Put every line of the listing below into a numbered list, skipping blank lines. Leave the pictures out.

┌─ Record excerpts

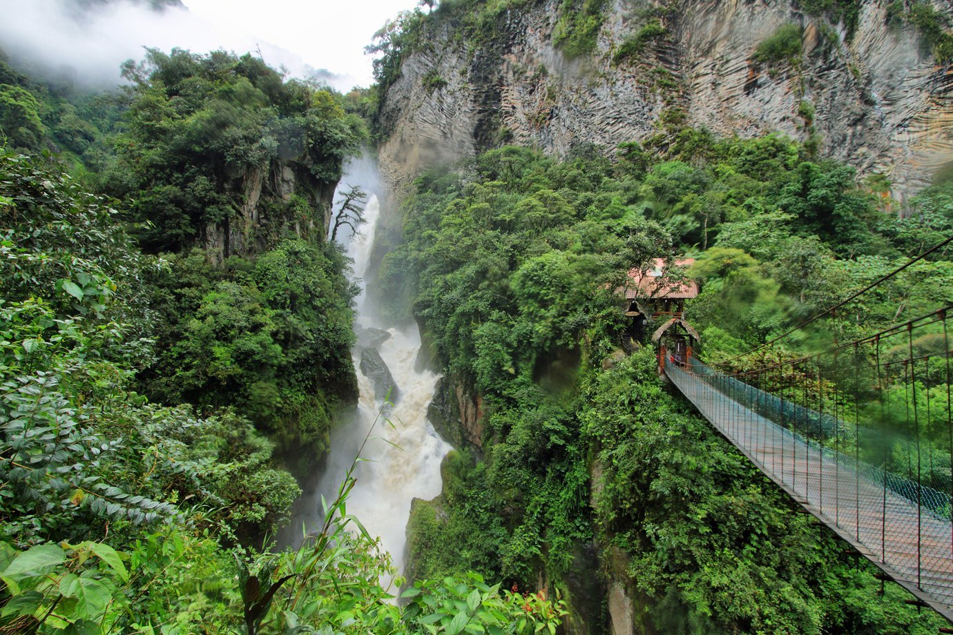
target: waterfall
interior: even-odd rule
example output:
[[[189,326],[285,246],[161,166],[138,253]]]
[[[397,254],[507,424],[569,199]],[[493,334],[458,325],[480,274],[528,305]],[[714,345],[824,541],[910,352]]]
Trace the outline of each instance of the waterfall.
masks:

└─

- [Task answer]:
1. target: waterfall
2. interior: even-odd rule
3. example output:
4. [[[189,326],[285,246],[161,166],[138,253]]]
5. [[[397,254],[507,424],[569,199]],[[493,334],[458,325],[480,274],[528,305]],[[714,345],[824,541],[910,352]]]
6. Trace the outline of each instance of the waterfall.
7. masks:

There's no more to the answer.